Text shown:
-- -- --

I would happily accept this offer. However, like a previous poster, I also live below my means. If I was living paycheck to paycheck, I might not be afford to be able to do so - regardless of whether or not I wanted to do so. I think it's a great offer, OP, and definitely one worth making if it works for your family. If you suspect that nanny might be worried about the income loss, you could offer to be a reference, if she wants to apply to some evening/weekend jobs. Perhaps worded along the lines of, "If you are interested in accepting our offer, but prefer more hours, we would be happy to provide an excellent reference for you to families you find seeking a date night sitter."
I don't think that your PTO package is unreasonable, but there are a few things you should consider. When I look at offers, I look at the total package - PTO is just one element. I have accepted jobs with lower wages and lots of PTO, just as I have accepted jobs with little PTO and a higher pay rate. One thing that I would not accept (and thus negotiate for and discuss mutually-agreeable solutions, if necessary) is not to be paid when the family is away. Are you guaranteeing hours for your vacations beyond the four days you select? How does your pay rate compare to similar positions? Would your nanny be allowed to take additional leave, unpaid? Do you consider Columbus Day and Veterans' Day to be federal holidays? While they are, many employers do not offer them as such, so if you are offering them I would specify that to increase the attraction of your PTO package. Good luck!
Anonymous wrote:
Anonymous wrote:
Anonymous wrote:I used to get paid $15/hour in high school and that was 7 years ago in Indiana

Looks like the "$15/hr market rate nanny" is a grand myth well promoted by a couple of individuals on this board. From what I hear out in the real world, it's closer to $20-30/hr. for professional nannies in the Washington area.


$30/hour? LMAOOOO. Now that's a delusional myth that is VERY rare. If this was the case then most people would skip college and go strait into nannying.


My guess is that the $30/hr nannies all went to college. Everyone I know who makes $22/hr or more has at least a B.A./B.S. (Please note that I live in Boston, which is a slightly different market than DC. I'd imagine that a $30/hr nanny is rare in any location and likely has some special skills and/or education.)

-- -- --

Given data:
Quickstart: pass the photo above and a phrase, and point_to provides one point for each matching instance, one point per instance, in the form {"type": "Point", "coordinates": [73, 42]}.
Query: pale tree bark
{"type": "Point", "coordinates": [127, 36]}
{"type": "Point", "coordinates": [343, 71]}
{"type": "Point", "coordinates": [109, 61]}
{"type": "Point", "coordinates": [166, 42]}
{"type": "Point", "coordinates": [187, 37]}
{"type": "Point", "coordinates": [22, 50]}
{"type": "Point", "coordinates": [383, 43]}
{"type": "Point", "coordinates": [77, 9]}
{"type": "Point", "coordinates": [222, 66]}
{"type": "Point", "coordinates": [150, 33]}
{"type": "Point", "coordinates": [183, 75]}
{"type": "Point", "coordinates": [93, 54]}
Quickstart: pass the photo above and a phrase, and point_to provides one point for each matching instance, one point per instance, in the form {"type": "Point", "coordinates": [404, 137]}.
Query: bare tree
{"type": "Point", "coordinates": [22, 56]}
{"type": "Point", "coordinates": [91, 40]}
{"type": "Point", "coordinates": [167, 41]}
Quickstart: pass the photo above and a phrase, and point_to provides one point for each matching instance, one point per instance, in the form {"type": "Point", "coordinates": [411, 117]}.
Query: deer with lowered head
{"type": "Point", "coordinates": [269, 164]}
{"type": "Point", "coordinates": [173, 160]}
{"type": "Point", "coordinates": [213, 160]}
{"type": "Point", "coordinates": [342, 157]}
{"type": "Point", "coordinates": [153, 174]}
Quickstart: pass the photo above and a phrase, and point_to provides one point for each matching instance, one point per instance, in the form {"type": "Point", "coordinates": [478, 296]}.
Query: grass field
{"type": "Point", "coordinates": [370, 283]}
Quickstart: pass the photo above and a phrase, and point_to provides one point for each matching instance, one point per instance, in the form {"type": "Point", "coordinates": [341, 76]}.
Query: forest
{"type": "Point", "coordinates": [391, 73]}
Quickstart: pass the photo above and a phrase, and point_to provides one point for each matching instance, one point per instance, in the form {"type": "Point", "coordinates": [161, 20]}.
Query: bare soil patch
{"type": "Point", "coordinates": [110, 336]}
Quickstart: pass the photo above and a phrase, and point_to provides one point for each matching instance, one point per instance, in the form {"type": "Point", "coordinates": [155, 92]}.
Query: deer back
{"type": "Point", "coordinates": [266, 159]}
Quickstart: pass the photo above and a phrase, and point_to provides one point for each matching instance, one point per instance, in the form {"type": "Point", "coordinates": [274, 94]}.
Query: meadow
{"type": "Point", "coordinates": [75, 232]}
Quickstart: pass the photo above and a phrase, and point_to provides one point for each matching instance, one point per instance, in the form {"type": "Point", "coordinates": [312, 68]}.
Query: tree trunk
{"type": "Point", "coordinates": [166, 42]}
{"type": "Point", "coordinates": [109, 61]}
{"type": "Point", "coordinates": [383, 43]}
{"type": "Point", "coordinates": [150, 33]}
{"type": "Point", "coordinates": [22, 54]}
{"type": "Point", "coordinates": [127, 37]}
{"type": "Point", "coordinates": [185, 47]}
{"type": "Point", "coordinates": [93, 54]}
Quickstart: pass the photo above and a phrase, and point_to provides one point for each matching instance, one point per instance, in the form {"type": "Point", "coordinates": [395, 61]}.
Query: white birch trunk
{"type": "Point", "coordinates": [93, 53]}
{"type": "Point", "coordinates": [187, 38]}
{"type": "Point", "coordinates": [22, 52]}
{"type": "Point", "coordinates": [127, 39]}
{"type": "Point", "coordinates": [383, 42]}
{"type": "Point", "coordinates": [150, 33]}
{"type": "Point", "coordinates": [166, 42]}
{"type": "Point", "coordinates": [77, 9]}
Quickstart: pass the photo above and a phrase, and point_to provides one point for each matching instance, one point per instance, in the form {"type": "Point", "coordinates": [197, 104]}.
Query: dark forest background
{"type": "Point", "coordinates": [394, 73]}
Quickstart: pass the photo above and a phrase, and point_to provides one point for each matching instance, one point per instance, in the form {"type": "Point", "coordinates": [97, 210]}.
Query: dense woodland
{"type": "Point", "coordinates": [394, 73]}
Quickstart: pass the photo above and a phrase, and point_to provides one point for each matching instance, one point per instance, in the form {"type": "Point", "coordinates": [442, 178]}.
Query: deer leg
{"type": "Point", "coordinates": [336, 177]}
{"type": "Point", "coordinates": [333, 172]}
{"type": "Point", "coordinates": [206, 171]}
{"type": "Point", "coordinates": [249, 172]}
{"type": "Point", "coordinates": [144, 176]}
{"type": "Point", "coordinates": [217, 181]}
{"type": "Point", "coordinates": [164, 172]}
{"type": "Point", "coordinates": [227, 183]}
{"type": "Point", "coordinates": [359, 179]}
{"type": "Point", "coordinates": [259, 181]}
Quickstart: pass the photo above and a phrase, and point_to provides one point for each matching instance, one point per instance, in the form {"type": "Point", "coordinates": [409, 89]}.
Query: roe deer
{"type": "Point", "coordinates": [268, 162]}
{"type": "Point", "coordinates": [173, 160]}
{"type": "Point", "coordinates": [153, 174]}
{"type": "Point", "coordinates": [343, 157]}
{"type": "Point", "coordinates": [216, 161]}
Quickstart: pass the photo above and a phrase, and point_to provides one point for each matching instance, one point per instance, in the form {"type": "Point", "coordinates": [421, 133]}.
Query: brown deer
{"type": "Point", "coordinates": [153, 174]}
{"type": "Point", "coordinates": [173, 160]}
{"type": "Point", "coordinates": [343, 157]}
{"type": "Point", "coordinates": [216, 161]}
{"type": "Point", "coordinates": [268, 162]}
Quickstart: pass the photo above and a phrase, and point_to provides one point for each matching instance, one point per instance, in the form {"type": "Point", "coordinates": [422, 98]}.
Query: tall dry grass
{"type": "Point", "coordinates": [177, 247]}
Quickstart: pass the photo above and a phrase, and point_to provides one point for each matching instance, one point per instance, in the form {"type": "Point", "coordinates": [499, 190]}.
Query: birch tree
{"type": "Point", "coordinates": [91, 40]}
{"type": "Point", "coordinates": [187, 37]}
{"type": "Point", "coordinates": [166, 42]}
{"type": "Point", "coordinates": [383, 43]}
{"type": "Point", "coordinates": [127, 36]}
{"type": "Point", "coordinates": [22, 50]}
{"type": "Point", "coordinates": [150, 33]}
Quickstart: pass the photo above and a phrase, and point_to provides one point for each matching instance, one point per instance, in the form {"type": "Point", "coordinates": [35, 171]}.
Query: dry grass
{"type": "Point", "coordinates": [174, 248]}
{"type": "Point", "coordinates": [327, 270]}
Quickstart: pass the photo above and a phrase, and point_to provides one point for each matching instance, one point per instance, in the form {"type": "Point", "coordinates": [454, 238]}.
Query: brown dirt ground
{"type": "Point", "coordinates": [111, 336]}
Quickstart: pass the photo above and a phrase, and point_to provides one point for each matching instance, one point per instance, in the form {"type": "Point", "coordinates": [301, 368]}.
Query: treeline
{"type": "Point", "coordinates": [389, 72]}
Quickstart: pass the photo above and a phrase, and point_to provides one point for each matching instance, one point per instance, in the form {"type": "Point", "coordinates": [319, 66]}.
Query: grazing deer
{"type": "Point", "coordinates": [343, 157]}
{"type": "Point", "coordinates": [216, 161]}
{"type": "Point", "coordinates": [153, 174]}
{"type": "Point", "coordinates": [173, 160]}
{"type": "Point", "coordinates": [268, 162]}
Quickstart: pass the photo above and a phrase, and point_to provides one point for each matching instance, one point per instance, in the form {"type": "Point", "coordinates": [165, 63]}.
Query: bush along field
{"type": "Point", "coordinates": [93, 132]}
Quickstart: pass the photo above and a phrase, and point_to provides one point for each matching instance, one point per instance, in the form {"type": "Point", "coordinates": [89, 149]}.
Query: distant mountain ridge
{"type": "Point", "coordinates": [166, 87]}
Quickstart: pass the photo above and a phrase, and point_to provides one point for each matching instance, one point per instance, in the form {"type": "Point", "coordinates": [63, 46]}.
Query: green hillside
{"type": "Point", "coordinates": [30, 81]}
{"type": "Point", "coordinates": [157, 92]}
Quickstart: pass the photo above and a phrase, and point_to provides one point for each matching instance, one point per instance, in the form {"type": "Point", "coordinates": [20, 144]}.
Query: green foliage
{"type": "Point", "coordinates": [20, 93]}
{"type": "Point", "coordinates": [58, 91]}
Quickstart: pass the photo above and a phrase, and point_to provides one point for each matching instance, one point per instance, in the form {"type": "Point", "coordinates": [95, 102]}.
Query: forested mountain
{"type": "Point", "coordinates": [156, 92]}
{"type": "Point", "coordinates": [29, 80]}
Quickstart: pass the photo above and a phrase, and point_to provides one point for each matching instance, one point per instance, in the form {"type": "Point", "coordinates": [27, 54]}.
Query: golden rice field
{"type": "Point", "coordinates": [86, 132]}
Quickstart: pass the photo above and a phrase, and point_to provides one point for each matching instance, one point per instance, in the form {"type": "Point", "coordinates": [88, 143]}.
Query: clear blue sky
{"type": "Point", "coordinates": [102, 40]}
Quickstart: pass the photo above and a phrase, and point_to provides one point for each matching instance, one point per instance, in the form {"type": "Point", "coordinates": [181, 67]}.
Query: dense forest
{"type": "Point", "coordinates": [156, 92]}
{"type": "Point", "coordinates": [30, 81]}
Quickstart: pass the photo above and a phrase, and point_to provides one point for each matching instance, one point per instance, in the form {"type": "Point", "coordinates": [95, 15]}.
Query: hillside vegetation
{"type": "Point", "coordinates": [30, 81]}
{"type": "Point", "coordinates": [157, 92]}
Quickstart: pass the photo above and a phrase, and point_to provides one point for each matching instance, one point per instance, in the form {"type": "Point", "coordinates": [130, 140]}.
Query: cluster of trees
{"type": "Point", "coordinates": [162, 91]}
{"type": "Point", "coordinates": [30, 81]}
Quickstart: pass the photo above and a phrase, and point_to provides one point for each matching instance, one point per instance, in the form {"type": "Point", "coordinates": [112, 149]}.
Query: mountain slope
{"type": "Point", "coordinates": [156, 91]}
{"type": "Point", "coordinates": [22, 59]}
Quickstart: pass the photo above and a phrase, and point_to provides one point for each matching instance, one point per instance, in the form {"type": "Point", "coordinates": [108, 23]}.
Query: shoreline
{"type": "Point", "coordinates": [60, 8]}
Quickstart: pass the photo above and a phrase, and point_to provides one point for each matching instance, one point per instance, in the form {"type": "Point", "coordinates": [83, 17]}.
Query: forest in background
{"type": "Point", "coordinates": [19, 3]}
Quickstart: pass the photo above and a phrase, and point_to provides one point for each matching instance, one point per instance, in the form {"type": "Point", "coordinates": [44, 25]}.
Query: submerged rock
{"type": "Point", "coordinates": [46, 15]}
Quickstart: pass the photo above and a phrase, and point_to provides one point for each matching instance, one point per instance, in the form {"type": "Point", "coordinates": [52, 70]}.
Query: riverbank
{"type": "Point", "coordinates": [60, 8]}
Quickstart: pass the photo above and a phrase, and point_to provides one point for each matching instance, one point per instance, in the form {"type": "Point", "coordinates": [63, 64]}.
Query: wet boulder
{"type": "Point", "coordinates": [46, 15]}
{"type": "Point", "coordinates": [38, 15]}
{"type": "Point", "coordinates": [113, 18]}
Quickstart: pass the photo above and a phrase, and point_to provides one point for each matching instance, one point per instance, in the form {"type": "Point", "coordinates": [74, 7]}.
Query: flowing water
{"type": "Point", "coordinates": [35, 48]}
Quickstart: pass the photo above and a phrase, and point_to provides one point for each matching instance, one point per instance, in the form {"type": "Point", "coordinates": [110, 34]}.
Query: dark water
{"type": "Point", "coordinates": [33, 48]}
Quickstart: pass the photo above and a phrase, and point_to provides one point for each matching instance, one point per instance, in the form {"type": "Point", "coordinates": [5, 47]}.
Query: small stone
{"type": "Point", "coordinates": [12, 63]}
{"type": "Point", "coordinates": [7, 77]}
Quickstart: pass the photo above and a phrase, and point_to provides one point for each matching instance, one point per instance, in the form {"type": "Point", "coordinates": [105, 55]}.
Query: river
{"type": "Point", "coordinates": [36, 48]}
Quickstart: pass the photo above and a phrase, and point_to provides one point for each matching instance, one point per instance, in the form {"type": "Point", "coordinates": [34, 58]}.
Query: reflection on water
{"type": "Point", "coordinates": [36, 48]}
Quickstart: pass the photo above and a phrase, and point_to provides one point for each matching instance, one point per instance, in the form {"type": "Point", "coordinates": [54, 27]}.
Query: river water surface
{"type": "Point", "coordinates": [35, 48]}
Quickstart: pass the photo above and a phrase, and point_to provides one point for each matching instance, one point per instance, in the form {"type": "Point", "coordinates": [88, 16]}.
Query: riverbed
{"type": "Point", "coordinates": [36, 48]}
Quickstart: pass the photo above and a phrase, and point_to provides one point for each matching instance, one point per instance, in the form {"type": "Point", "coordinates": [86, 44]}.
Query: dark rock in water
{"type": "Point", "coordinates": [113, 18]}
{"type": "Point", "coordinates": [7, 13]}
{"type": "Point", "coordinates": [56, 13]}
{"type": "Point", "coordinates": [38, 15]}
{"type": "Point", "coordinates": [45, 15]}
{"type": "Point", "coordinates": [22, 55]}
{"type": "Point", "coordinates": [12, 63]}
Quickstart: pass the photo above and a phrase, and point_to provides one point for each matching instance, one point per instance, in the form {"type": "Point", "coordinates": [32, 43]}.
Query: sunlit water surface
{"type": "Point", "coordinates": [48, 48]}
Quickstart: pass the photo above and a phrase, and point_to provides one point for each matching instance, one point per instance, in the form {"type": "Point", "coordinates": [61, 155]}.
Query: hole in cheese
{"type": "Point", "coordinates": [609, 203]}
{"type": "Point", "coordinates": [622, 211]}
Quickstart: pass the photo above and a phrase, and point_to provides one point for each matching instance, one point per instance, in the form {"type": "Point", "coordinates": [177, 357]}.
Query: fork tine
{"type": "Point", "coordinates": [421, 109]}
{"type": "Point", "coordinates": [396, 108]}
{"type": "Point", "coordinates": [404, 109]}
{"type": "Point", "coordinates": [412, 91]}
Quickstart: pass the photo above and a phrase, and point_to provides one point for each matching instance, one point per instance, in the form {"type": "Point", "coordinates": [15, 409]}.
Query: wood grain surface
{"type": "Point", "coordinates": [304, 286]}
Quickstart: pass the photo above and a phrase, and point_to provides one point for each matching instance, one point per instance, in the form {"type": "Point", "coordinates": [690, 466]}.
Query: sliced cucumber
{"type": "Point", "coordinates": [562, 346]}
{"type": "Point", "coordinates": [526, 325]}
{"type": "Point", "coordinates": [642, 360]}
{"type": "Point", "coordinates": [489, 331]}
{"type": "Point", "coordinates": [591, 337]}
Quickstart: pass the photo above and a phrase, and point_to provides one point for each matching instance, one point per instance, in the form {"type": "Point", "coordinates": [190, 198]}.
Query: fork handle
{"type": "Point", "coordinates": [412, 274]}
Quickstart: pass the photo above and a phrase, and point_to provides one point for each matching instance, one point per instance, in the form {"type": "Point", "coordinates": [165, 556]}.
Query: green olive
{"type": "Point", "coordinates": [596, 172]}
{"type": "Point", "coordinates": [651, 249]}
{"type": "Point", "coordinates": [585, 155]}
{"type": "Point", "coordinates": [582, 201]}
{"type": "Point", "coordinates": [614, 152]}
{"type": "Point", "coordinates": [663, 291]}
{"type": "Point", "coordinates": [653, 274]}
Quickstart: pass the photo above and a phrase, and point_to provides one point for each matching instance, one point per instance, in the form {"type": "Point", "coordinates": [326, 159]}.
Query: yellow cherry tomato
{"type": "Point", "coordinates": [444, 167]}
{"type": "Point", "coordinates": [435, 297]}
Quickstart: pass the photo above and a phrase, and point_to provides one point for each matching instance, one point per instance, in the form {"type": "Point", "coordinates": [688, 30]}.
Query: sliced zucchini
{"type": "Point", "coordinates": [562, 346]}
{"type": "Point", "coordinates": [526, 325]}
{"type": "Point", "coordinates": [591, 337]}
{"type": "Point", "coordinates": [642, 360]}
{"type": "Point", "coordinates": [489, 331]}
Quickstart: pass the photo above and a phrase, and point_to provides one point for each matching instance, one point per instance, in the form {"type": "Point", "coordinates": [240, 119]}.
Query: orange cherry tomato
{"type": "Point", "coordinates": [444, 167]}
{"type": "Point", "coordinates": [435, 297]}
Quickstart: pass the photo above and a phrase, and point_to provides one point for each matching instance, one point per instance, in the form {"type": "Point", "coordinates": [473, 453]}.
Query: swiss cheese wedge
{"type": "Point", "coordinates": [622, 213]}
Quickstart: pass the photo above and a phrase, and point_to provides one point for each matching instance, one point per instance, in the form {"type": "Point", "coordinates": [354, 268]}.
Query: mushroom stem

-- -- --

What the task requires:
Decide whether each statement agrees with the thread on nanny pay. Answer yes or no for each, and quote the words of the thread that decide it.
1. One poster would not accept going unpaid when the family is away.
2. The poster living in Boston says everyone they know who makes $22/hr or more has at least a bachelor's degree.
3. One poster was paid $20 an hour in high school.
Answer from the thread on nanny pay alone.

Solution for this exercise:
1. Yes: "One thing that I would not accept (and thus negotiate for and discuss mutually-agreeable solutions, if necessary) is not to be paid when the family is away."
2. Yes: "Everyone I know who makes $22/hr or more has at least a B.A./B.S."
3. No: "I used to get paid $15/hour in high school"